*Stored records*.
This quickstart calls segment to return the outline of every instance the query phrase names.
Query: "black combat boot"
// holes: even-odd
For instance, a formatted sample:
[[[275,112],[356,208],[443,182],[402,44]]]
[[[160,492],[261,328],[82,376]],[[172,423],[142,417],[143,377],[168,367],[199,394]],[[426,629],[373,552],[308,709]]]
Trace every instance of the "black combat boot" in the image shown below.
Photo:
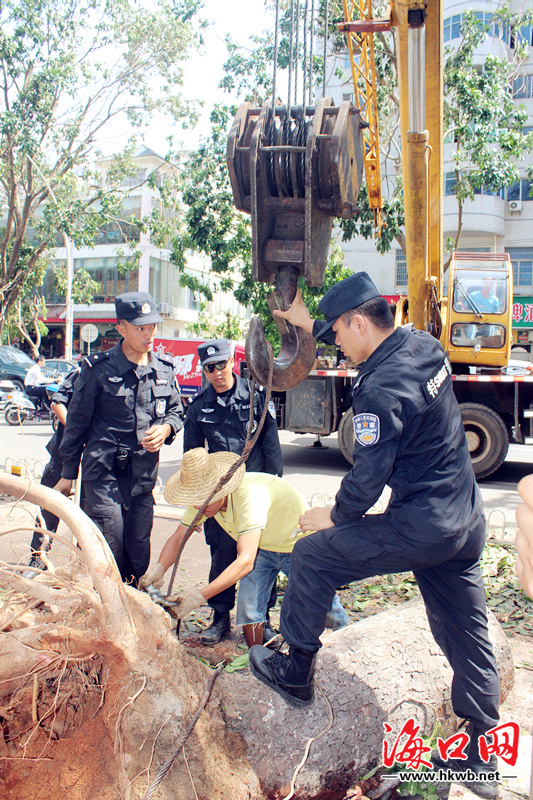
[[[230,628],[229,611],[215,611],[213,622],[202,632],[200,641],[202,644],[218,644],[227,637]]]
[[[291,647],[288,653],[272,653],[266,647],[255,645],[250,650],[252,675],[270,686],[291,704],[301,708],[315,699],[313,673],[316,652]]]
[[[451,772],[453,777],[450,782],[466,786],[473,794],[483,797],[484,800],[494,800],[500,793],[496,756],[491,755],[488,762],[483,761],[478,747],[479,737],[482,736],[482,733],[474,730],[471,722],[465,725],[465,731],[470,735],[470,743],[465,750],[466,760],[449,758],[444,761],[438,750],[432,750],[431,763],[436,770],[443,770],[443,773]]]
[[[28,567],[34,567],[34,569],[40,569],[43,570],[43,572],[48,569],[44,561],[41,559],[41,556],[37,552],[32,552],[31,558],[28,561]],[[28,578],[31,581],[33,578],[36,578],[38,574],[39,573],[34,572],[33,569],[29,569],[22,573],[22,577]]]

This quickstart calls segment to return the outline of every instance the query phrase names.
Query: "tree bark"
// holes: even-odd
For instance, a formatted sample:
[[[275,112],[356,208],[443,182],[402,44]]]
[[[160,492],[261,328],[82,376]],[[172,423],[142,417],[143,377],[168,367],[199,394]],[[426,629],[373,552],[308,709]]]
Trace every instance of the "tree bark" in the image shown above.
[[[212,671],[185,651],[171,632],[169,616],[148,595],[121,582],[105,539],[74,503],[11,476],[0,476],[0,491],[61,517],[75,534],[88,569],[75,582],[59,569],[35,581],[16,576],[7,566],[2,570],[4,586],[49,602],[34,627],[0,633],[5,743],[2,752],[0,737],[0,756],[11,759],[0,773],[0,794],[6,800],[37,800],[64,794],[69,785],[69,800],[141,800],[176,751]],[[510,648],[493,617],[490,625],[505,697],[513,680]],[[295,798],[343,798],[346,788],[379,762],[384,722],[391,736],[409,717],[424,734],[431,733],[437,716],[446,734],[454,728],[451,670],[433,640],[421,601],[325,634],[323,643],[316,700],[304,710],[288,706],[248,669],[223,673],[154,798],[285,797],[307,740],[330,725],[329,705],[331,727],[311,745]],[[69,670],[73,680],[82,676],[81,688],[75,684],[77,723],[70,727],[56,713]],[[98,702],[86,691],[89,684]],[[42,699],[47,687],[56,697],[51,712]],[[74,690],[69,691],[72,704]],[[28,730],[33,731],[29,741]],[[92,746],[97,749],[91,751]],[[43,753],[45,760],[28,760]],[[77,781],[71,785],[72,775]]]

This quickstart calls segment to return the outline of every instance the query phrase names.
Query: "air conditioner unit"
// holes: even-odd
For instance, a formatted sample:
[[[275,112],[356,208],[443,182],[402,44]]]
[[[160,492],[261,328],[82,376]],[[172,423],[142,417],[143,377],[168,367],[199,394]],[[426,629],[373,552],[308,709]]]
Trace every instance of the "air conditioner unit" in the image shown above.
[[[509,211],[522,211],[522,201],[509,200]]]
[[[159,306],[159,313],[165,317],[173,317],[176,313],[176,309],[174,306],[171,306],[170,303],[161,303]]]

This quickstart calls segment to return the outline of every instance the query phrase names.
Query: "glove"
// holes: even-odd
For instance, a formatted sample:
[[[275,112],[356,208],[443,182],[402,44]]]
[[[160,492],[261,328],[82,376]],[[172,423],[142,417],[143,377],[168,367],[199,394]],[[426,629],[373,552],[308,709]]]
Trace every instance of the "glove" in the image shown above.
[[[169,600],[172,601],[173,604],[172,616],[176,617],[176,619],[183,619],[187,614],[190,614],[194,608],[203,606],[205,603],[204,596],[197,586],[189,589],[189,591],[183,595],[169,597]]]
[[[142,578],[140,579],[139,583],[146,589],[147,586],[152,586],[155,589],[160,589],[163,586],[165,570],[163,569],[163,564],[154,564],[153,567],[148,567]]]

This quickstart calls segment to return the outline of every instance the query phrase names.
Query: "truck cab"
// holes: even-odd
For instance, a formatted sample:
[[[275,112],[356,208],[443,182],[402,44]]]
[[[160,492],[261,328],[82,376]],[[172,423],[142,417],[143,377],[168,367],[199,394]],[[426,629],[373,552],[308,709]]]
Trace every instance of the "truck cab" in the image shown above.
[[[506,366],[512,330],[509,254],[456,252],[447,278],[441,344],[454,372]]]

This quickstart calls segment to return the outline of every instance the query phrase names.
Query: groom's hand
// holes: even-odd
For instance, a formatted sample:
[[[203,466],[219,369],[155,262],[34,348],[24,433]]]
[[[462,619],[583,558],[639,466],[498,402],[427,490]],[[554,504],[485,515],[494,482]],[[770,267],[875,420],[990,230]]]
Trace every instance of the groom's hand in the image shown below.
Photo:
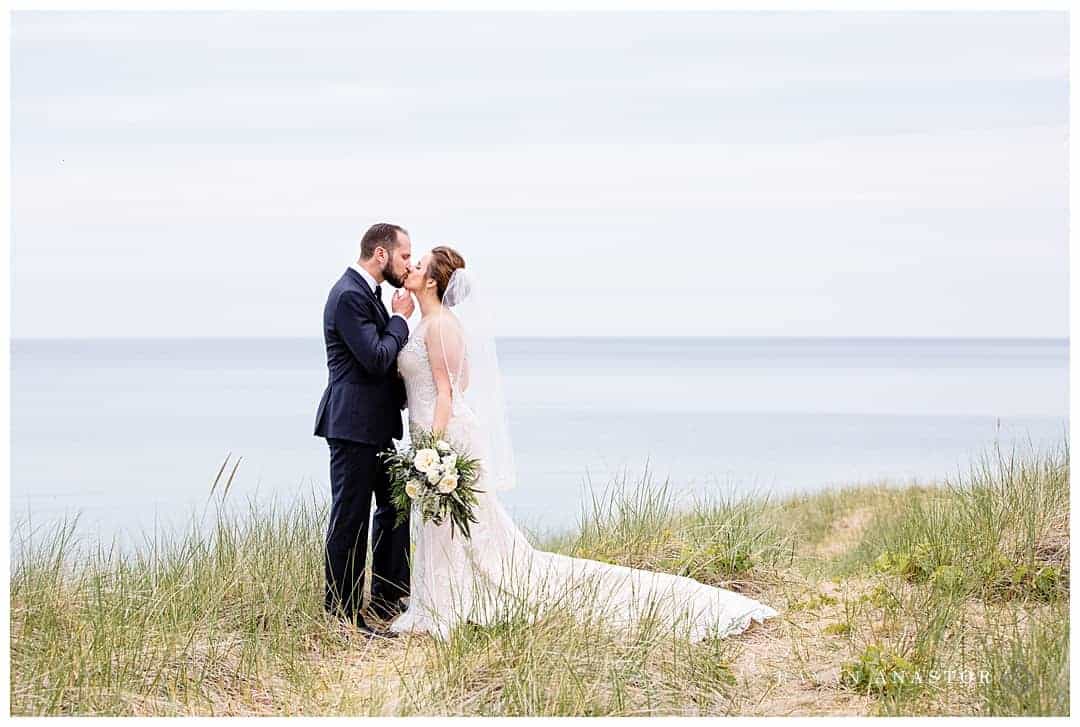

...

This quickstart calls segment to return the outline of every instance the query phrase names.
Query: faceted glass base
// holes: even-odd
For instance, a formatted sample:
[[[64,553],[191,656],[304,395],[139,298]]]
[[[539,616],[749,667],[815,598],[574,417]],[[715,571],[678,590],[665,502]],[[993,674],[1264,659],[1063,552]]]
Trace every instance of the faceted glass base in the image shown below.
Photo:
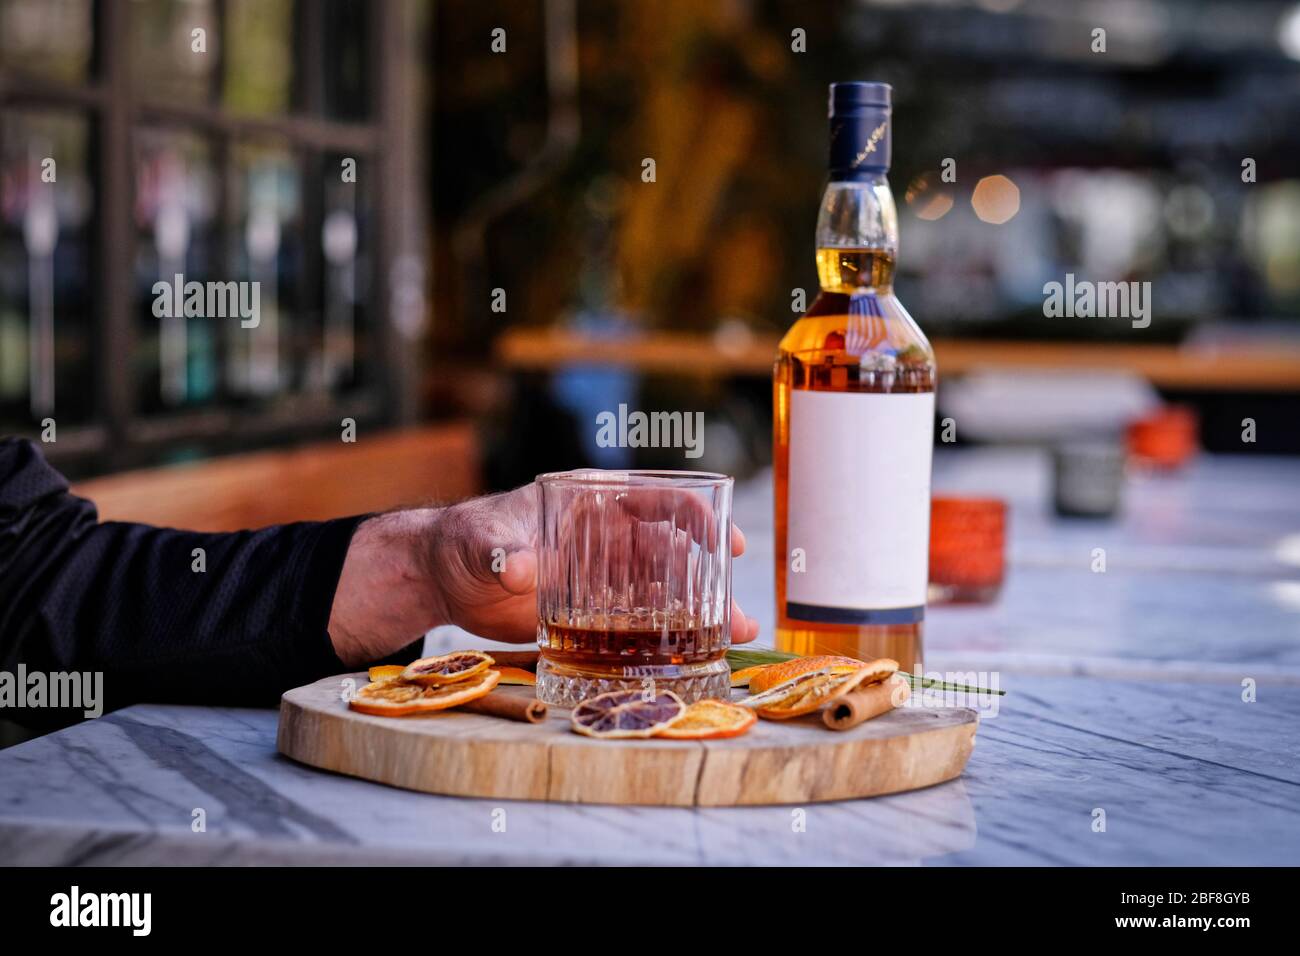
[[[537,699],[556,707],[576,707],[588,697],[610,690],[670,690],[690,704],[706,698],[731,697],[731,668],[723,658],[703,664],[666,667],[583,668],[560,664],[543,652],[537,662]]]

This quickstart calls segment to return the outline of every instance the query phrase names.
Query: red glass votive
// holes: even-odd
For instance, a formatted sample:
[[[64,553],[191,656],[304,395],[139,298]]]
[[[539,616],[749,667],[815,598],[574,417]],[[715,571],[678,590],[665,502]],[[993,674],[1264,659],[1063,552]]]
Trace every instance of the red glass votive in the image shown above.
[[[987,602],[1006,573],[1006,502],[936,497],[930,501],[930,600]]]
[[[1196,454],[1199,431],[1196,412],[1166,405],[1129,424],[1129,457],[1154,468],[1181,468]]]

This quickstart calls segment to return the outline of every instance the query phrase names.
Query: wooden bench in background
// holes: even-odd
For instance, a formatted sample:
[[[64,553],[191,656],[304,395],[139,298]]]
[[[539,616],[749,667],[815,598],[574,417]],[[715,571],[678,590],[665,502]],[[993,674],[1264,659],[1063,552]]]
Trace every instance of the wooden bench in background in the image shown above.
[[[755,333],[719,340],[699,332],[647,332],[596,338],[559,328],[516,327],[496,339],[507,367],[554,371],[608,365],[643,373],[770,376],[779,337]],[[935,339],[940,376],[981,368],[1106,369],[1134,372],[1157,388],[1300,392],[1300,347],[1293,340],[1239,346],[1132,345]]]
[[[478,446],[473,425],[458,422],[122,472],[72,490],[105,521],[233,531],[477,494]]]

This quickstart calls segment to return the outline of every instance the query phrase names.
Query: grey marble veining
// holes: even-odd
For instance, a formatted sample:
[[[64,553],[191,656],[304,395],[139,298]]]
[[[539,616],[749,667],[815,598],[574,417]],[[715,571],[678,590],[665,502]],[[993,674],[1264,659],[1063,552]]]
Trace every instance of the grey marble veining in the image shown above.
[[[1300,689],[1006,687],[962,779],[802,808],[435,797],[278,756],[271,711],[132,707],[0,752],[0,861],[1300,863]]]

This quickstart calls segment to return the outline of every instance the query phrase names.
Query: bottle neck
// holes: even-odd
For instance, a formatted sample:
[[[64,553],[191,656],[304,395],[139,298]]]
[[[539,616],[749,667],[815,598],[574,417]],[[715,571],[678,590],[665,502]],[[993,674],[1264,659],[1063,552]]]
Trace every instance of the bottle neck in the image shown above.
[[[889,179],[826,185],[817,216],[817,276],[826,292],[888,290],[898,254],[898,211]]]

---

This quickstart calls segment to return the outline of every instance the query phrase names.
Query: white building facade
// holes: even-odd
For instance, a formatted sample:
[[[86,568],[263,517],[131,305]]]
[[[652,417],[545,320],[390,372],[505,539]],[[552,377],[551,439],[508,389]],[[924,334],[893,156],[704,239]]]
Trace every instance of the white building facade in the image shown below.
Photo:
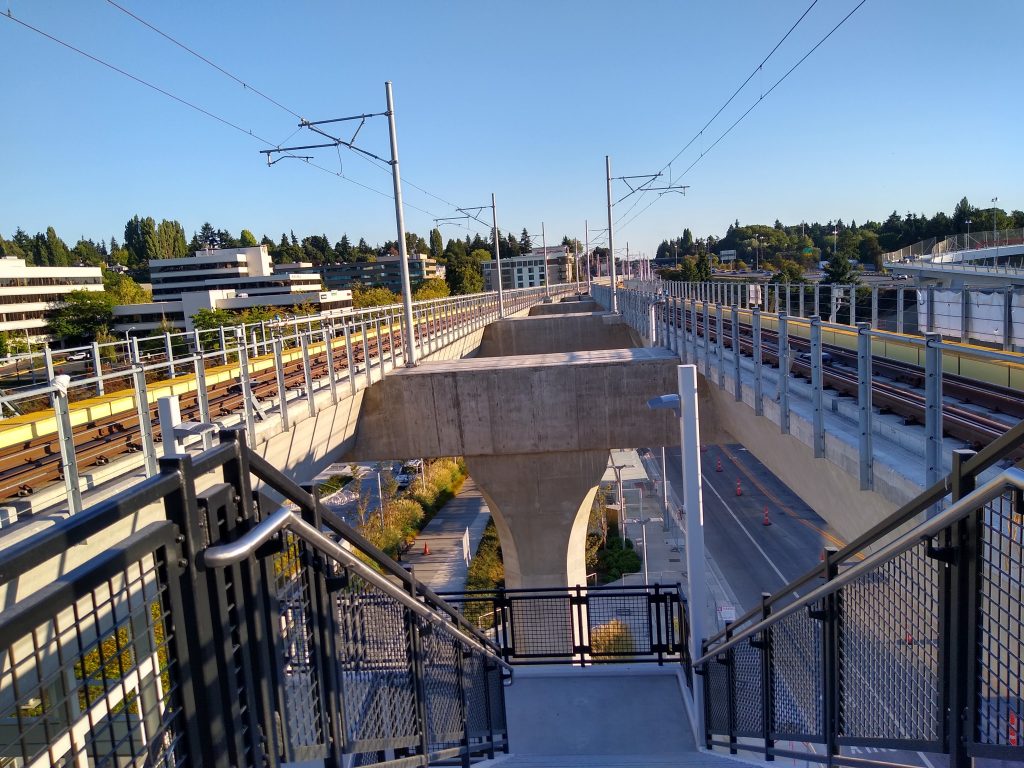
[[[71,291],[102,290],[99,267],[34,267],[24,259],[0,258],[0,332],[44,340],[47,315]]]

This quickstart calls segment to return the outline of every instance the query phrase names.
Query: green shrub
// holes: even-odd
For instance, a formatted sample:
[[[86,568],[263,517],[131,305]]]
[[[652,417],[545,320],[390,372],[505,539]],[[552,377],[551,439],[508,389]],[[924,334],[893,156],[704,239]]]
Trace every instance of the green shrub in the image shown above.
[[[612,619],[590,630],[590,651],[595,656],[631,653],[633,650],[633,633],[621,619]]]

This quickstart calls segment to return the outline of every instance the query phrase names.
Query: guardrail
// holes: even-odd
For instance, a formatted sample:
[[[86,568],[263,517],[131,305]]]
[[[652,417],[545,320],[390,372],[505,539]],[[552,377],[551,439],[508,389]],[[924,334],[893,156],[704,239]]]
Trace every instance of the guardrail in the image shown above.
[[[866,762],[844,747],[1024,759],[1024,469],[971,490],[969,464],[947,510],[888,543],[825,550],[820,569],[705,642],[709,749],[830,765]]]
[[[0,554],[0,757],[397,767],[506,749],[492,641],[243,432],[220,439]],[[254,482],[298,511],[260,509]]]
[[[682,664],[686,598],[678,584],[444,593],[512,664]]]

*Task instructions*.
For each line in the records that holds "black", show that line as it stands.

*Written response*.
Query: "black combat boot"
Trace every instance of the "black combat boot" in the image shown below.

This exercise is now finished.